WHAT IS REQUIRED> Nothing but the records, transcribed exactly, should appear in the answer; leave the pictures out.

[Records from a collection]
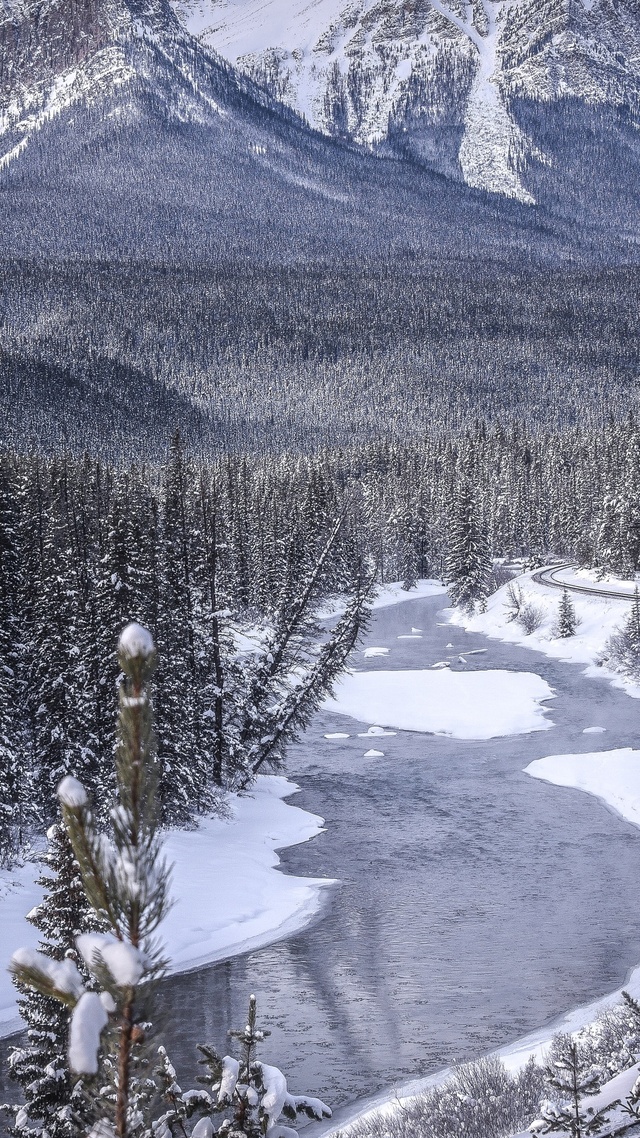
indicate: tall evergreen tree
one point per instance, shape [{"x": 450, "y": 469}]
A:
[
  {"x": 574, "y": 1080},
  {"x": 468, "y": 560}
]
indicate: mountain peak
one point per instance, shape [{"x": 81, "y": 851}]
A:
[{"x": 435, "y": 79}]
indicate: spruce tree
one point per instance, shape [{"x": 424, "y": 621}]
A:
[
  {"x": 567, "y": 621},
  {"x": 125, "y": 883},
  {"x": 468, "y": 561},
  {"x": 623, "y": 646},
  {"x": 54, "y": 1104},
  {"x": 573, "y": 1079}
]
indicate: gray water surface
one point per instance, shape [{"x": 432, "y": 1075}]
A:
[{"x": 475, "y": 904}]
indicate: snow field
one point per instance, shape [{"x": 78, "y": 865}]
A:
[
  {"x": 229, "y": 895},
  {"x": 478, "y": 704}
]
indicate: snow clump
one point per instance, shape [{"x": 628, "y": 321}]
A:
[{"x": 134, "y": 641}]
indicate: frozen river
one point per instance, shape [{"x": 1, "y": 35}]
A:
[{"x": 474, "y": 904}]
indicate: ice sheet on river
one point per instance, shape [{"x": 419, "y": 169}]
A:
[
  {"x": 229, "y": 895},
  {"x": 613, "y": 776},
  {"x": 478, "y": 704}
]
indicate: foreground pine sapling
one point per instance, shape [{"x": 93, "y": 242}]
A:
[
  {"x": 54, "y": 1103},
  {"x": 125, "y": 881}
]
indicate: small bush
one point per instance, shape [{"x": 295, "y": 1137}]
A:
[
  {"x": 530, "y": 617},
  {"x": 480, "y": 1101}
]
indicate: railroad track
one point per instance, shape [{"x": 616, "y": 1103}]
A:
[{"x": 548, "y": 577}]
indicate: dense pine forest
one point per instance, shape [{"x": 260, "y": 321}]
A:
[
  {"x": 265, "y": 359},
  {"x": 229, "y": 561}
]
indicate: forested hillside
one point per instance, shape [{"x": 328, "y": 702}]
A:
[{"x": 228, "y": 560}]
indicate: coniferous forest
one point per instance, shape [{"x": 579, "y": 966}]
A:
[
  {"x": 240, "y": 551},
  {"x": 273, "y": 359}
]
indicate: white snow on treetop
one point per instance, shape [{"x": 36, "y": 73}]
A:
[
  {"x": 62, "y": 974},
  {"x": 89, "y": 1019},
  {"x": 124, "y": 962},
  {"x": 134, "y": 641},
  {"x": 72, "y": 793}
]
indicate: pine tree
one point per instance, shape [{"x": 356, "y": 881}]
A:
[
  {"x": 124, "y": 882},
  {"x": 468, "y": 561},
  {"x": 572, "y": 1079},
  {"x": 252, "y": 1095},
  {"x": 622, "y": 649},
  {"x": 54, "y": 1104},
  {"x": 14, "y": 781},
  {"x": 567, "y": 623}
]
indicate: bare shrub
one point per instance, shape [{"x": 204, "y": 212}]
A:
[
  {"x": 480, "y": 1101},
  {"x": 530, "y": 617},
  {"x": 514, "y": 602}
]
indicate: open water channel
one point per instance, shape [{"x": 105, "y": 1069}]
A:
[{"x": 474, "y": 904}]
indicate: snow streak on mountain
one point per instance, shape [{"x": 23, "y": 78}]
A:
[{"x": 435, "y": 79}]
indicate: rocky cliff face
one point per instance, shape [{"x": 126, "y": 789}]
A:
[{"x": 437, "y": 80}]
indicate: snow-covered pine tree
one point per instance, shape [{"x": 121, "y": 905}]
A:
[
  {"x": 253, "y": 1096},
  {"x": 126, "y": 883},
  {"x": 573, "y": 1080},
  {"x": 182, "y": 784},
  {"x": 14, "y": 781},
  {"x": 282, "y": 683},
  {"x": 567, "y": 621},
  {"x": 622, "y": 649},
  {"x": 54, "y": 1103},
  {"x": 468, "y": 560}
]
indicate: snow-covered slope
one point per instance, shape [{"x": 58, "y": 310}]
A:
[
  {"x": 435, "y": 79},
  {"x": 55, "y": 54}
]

EXERCISE RESPONSE>
indicate: tall evergreen tree
one point per instance, shape [{"x": 450, "y": 469}]
A:
[
  {"x": 574, "y": 1080},
  {"x": 468, "y": 560}
]
indicate: mountain peak
one point per instance, shape [{"x": 81, "y": 851}]
A:
[{"x": 435, "y": 79}]
indicate: spruce tree
one point per instance, shape [{"x": 424, "y": 621}]
A:
[
  {"x": 567, "y": 621},
  {"x": 125, "y": 883},
  {"x": 468, "y": 561},
  {"x": 623, "y": 646},
  {"x": 54, "y": 1104},
  {"x": 573, "y": 1079}
]
indicate: gray water surface
one point per instance, shape [{"x": 432, "y": 1075}]
A:
[{"x": 475, "y": 904}]
indicate: snow field
one point per instance, shape [{"x": 78, "y": 865}]
A:
[
  {"x": 229, "y": 895},
  {"x": 478, "y": 704}
]
indicate: snow clump
one point per instance, shape [{"x": 628, "y": 321}]
A:
[{"x": 134, "y": 641}]
indicate: frozen river
one point per instance, shape [{"x": 1, "y": 35}]
A:
[{"x": 474, "y": 904}]
indicate: ice sheet on river
one point per instance, shape [{"x": 419, "y": 169}]
A:
[
  {"x": 229, "y": 895},
  {"x": 613, "y": 776},
  {"x": 478, "y": 704}
]
indicate: foreground pine sapling
one point per instance, shape [{"x": 93, "y": 242}]
A:
[
  {"x": 54, "y": 1103},
  {"x": 125, "y": 881}
]
indicate: small bush
one point per instance, shape [{"x": 295, "y": 1137}]
A:
[
  {"x": 530, "y": 617},
  {"x": 480, "y": 1101}
]
indicate: railroad track
one point per instance, shape [{"x": 616, "y": 1103}]
A:
[{"x": 548, "y": 577}]
indicate: dense pine forest
one point per instance, shape [{"x": 260, "y": 321}]
A:
[
  {"x": 265, "y": 359},
  {"x": 229, "y": 561}
]
indicate: forested hillside
one point per instance, shape [{"x": 328, "y": 702}]
A:
[{"x": 228, "y": 560}]
indicate: coniferous forest
one point per instance, shape [{"x": 579, "y": 966}]
A:
[
  {"x": 240, "y": 551},
  {"x": 273, "y": 359}
]
indicate: white snow on treetop
one point per instance, shape [{"x": 36, "y": 73}]
A:
[
  {"x": 62, "y": 974},
  {"x": 89, "y": 1019},
  {"x": 124, "y": 962},
  {"x": 134, "y": 641},
  {"x": 72, "y": 793}
]
indicate: pine tree
one point per instance, shape [{"x": 356, "y": 881}]
A:
[
  {"x": 124, "y": 882},
  {"x": 468, "y": 561},
  {"x": 572, "y": 1079},
  {"x": 252, "y": 1095},
  {"x": 622, "y": 649},
  {"x": 54, "y": 1104},
  {"x": 14, "y": 781},
  {"x": 567, "y": 623}
]
indicate: bare shrub
one point per instance, shape [{"x": 204, "y": 212}]
A:
[
  {"x": 480, "y": 1101},
  {"x": 530, "y": 617},
  {"x": 514, "y": 602}
]
indicate: open water channel
one point per instance, shape [{"x": 105, "y": 1069}]
A:
[{"x": 474, "y": 904}]
indicate: snow streak on mountain
one point per instance, shape [{"x": 23, "y": 78}]
A:
[{"x": 435, "y": 79}]
indicate: rocky cliff face
one point per instance, shape [{"x": 126, "y": 789}]
A:
[{"x": 437, "y": 80}]
indicate: snow-covered pine tree
one point per instance, shape [{"x": 121, "y": 905}]
A:
[
  {"x": 253, "y": 1096},
  {"x": 126, "y": 883},
  {"x": 573, "y": 1080},
  {"x": 182, "y": 784},
  {"x": 14, "y": 781},
  {"x": 282, "y": 683},
  {"x": 567, "y": 621},
  {"x": 622, "y": 649},
  {"x": 54, "y": 1103},
  {"x": 468, "y": 560}
]
indicate: snow-covered slope
one point per instance, shape [{"x": 58, "y": 310}]
A:
[
  {"x": 435, "y": 79},
  {"x": 55, "y": 54}
]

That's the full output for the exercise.